TASK DIRECTIONS - Copy the lines verbatim, beginning with the line that contains "Where can you spot the grass lawn" and continuing through the end of the data, and only those lines.

(Point annotation dataset records)
-- Begin --
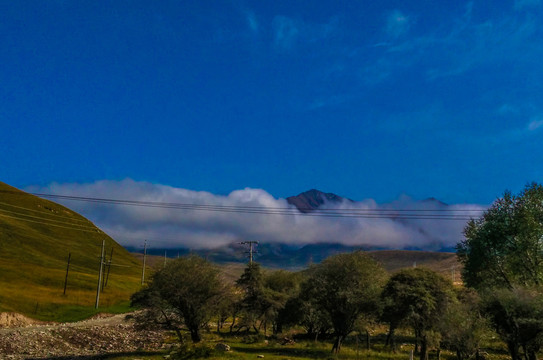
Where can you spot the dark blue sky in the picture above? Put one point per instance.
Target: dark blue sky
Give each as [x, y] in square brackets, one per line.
[366, 99]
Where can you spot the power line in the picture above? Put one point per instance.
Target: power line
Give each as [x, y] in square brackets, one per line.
[43, 212]
[232, 207]
[42, 218]
[95, 230]
[399, 214]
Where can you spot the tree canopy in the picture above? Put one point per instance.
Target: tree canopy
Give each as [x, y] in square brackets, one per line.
[190, 287]
[346, 286]
[504, 247]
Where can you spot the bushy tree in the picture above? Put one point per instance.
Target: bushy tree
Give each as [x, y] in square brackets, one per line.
[345, 286]
[504, 247]
[280, 286]
[189, 287]
[462, 326]
[502, 256]
[253, 302]
[417, 297]
[517, 316]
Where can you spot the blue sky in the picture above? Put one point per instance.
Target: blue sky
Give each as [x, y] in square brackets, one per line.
[366, 99]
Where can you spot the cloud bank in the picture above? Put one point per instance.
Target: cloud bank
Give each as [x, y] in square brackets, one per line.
[171, 228]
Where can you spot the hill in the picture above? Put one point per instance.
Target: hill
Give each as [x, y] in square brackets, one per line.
[312, 199]
[36, 236]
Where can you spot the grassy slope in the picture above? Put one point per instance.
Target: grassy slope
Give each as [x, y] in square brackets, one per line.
[393, 260]
[36, 236]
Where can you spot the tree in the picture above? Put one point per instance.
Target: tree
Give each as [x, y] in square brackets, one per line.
[417, 297]
[504, 247]
[463, 327]
[189, 287]
[345, 286]
[279, 287]
[502, 254]
[517, 316]
[253, 302]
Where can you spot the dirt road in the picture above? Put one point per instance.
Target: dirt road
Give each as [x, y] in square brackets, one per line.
[96, 336]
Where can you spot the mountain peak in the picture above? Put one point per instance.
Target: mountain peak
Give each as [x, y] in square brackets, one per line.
[312, 199]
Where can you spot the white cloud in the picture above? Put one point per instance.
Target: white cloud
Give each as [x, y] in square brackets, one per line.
[535, 124]
[524, 4]
[130, 225]
[252, 21]
[397, 24]
[285, 31]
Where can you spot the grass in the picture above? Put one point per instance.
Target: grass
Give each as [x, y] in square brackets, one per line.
[36, 236]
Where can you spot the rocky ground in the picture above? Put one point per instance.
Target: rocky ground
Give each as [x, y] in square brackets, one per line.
[22, 338]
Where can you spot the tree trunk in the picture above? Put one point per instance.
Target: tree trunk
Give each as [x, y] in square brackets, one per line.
[337, 344]
[423, 350]
[390, 339]
[195, 335]
[513, 350]
[170, 325]
[233, 323]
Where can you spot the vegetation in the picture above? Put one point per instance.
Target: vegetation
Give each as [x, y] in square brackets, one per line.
[189, 288]
[36, 237]
[503, 259]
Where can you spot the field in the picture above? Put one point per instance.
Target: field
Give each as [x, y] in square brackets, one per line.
[36, 237]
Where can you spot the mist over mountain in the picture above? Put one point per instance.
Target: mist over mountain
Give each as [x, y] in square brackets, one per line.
[313, 199]
[218, 221]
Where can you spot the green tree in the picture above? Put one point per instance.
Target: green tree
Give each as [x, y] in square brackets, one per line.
[504, 247]
[517, 316]
[253, 302]
[346, 286]
[190, 287]
[463, 327]
[279, 287]
[502, 254]
[417, 297]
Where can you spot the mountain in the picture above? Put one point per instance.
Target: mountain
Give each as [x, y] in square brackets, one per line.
[36, 237]
[312, 199]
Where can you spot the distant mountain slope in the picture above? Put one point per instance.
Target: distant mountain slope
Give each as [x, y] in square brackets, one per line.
[36, 236]
[310, 200]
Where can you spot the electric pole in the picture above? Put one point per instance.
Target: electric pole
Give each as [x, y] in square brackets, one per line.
[108, 268]
[100, 275]
[144, 255]
[251, 250]
[67, 269]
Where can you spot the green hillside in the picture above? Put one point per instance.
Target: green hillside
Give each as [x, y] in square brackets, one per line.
[36, 236]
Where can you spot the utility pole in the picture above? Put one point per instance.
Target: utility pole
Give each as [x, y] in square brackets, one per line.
[67, 269]
[108, 268]
[100, 275]
[144, 256]
[251, 251]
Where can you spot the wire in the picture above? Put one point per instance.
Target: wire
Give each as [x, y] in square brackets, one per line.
[43, 212]
[41, 218]
[96, 230]
[395, 214]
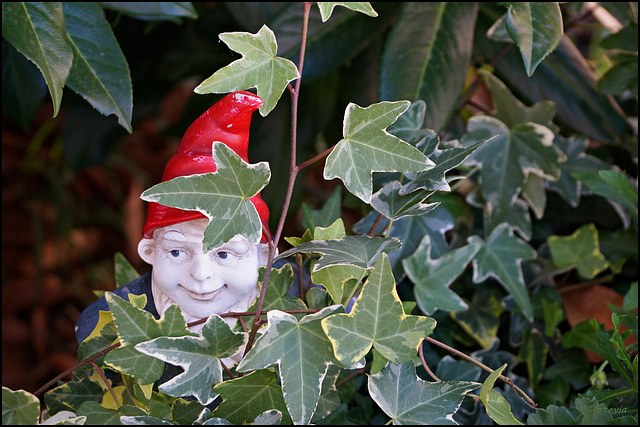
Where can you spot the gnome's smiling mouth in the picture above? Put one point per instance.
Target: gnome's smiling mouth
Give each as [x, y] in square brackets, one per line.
[204, 296]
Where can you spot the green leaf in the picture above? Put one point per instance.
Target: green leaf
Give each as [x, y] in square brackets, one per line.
[249, 396]
[507, 159]
[155, 10]
[432, 277]
[69, 396]
[303, 354]
[377, 320]
[612, 185]
[359, 251]
[534, 353]
[509, 109]
[223, 196]
[500, 257]
[23, 87]
[334, 278]
[536, 28]
[410, 125]
[326, 216]
[135, 325]
[580, 250]
[496, 405]
[482, 319]
[124, 271]
[19, 407]
[198, 356]
[445, 160]
[366, 148]
[427, 55]
[407, 399]
[99, 415]
[259, 67]
[37, 30]
[389, 202]
[326, 8]
[577, 162]
[99, 73]
[622, 76]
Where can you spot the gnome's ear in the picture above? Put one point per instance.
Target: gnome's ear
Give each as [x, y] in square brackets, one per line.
[146, 250]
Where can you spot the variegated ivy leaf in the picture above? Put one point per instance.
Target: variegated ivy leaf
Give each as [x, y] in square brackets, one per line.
[135, 325]
[326, 8]
[508, 158]
[580, 250]
[367, 147]
[390, 203]
[259, 67]
[302, 371]
[447, 159]
[247, 397]
[360, 251]
[198, 356]
[500, 257]
[377, 320]
[536, 28]
[432, 277]
[407, 399]
[223, 196]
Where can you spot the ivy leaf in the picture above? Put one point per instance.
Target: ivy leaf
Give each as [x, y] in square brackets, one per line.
[482, 319]
[259, 67]
[496, 405]
[135, 325]
[581, 249]
[432, 277]
[377, 320]
[407, 399]
[577, 162]
[511, 111]
[249, 396]
[223, 196]
[198, 356]
[326, 8]
[19, 407]
[536, 28]
[37, 30]
[439, 56]
[614, 186]
[507, 159]
[99, 73]
[302, 371]
[366, 148]
[434, 179]
[389, 202]
[360, 251]
[500, 257]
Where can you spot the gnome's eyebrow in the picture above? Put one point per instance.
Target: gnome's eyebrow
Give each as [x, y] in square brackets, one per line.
[175, 235]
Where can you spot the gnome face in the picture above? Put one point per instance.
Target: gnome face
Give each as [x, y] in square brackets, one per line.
[221, 280]
[200, 283]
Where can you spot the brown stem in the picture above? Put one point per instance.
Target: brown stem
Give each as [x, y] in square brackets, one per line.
[505, 379]
[424, 364]
[73, 368]
[106, 382]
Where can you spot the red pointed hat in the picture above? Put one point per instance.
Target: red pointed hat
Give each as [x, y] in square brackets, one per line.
[226, 121]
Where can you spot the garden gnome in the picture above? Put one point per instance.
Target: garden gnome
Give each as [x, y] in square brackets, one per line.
[201, 284]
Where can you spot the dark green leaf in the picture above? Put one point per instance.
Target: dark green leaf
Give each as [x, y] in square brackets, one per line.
[427, 56]
[99, 73]
[37, 30]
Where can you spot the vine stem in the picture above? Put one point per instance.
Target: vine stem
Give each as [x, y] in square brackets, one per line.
[106, 382]
[293, 171]
[505, 379]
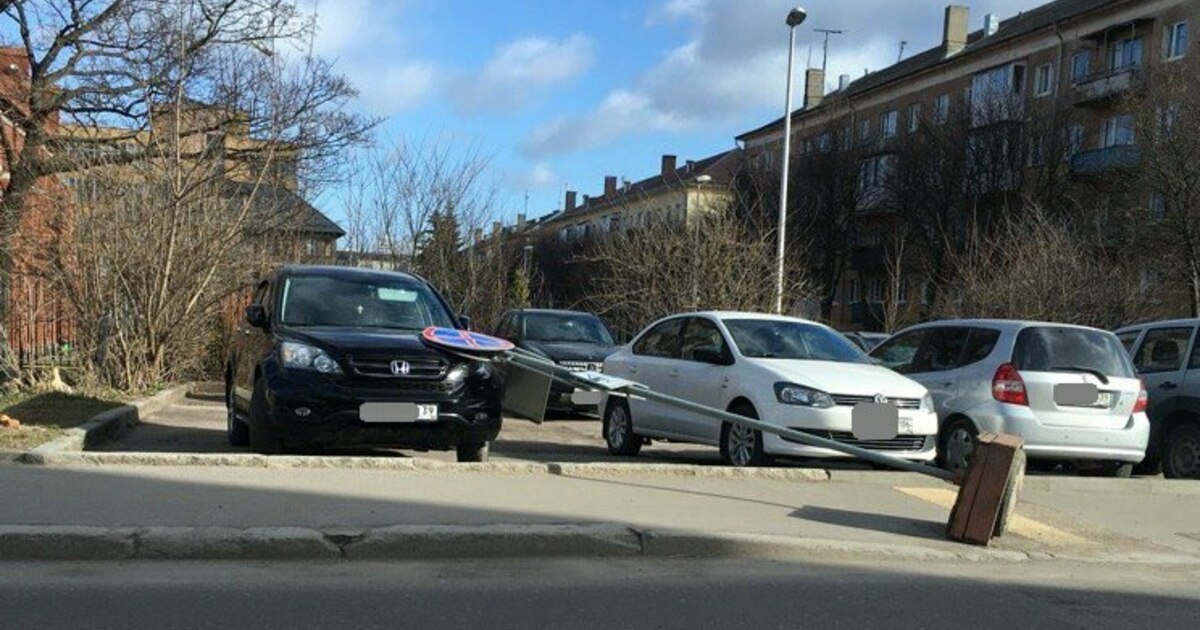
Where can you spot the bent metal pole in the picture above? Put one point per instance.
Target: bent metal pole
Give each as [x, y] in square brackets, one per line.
[623, 388]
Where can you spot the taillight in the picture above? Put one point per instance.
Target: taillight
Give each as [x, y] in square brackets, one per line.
[1007, 385]
[1143, 399]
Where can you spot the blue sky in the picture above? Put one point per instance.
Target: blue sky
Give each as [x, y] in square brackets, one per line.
[562, 93]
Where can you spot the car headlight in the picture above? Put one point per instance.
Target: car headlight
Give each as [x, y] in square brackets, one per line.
[793, 394]
[303, 357]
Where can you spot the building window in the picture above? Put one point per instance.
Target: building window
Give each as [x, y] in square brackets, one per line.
[1080, 66]
[942, 109]
[1119, 131]
[1126, 54]
[1158, 207]
[825, 142]
[1176, 40]
[1043, 83]
[889, 123]
[875, 291]
[1074, 141]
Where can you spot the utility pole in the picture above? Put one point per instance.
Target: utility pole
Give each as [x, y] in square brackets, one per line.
[825, 54]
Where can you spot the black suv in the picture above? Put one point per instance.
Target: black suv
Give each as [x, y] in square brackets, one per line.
[333, 355]
[574, 340]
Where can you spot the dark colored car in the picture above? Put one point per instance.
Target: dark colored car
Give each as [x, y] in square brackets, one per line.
[574, 340]
[867, 341]
[334, 357]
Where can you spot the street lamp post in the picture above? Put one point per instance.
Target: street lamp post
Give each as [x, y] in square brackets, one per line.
[795, 18]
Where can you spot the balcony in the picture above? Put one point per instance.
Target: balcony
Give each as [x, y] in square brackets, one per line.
[1101, 161]
[868, 258]
[1099, 89]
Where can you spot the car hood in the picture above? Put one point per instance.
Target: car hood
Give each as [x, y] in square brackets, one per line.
[355, 340]
[571, 352]
[833, 377]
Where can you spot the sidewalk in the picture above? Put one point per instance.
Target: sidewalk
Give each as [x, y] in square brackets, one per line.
[214, 508]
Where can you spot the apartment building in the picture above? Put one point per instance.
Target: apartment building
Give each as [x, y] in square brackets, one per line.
[1065, 65]
[677, 193]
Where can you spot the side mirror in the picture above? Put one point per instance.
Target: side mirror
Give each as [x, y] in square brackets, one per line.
[256, 316]
[711, 355]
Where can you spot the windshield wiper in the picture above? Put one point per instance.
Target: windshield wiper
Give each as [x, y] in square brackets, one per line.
[1092, 371]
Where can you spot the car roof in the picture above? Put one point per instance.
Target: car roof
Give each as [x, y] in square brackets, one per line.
[347, 273]
[551, 311]
[1188, 322]
[1003, 324]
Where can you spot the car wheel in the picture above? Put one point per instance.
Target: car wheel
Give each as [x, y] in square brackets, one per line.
[262, 439]
[235, 430]
[742, 445]
[1181, 454]
[472, 453]
[618, 430]
[957, 445]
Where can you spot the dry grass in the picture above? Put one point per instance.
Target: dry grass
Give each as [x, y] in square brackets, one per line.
[46, 415]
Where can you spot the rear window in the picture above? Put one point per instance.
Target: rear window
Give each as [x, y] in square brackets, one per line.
[1071, 349]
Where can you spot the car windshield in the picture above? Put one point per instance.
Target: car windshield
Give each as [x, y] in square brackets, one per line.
[1071, 349]
[567, 328]
[360, 303]
[772, 339]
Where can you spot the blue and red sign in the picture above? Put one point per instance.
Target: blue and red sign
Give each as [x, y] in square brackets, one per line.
[465, 341]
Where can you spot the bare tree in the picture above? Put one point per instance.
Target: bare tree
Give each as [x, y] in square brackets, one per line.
[715, 263]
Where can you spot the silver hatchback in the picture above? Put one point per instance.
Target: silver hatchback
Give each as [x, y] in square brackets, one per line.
[1023, 378]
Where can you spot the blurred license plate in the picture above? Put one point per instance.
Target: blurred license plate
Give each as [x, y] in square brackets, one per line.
[397, 412]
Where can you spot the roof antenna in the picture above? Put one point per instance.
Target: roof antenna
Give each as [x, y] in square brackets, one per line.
[825, 54]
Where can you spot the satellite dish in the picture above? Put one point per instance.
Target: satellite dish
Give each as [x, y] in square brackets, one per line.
[465, 341]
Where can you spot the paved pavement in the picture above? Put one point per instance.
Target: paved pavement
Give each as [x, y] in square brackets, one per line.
[198, 426]
[605, 594]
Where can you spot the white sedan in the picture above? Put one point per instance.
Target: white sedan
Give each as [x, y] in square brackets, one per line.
[784, 371]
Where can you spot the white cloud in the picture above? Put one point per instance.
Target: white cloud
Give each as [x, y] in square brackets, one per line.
[736, 60]
[521, 70]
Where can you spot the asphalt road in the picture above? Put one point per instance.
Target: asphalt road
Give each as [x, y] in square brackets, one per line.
[595, 594]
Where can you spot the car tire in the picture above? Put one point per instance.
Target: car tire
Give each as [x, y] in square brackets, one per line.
[742, 447]
[235, 429]
[618, 430]
[1181, 453]
[957, 443]
[262, 439]
[472, 453]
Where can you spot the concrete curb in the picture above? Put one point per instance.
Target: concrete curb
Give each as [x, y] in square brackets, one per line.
[408, 543]
[107, 425]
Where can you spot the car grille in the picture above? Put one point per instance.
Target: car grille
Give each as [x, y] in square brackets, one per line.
[845, 400]
[582, 366]
[419, 367]
[899, 443]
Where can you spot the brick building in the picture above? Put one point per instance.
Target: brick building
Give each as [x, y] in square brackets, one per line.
[1048, 83]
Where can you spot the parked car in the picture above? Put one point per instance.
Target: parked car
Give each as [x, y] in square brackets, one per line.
[333, 355]
[785, 371]
[1002, 376]
[574, 340]
[867, 341]
[1168, 358]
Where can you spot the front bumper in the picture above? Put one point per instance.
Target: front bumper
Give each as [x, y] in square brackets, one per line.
[1043, 442]
[835, 424]
[469, 414]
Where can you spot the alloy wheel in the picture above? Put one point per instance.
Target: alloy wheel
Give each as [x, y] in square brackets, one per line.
[742, 445]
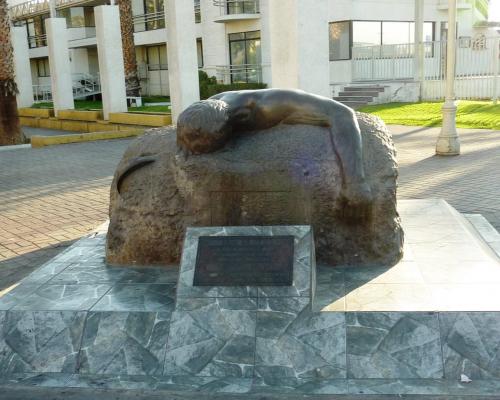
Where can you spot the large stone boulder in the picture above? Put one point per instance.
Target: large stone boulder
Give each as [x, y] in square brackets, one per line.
[285, 175]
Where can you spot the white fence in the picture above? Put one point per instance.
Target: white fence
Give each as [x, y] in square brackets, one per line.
[477, 66]
[249, 73]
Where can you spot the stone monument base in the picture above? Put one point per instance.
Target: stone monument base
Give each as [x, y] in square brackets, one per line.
[414, 328]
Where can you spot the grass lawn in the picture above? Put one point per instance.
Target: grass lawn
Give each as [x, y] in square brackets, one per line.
[470, 114]
[97, 105]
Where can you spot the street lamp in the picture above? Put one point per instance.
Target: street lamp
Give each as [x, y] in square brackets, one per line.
[448, 143]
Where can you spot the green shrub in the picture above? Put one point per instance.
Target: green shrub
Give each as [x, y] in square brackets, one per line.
[209, 86]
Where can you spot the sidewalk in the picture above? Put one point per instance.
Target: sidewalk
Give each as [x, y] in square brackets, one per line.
[469, 182]
[52, 196]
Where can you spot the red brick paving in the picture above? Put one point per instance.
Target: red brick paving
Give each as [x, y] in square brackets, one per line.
[52, 196]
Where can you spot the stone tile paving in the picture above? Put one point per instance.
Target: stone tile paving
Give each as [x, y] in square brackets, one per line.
[469, 182]
[137, 340]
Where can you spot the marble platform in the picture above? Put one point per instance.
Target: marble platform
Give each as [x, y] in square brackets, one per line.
[413, 328]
-- End --
FINISHED EXERCISE -
Where can you spot the grass lawn in the picture above? Put one point per instance.
Target: grass lawn
Give each as [x, y] in square brackets, one per line.
[470, 114]
[97, 105]
Where can you spot the street lamp in the picture above? Put one point per instance.
Target: street lamp
Give each as [x, y] in square brackets, one per line.
[448, 143]
Where can you spot the green shrub in the picture above? Put one point per instance.
Target: green shrub
Give each as [x, y] in square brackets, one per line.
[209, 86]
Where can you spot the sidewalk in the picture above? Put one point per instance.
Target: sidewalk
Give each as [x, y] in square brackets, one per line.
[469, 182]
[52, 196]
Where can you spot the red brick paving in the picture above? Put one point per instance.
Target: red brick paving
Give each as [x, y] in square brackets, one per line.
[52, 196]
Where can you spot the stone tile paving in the picture above? Put one point per instance.
Target: stone tile paving
Give each as [x, y] in square brackets, one per line.
[469, 182]
[137, 340]
Where can you spot the marble platform in the picture above? Put one point per instance.
Target: marble platform
Give each as [x, y] in square brackets, one per line.
[413, 328]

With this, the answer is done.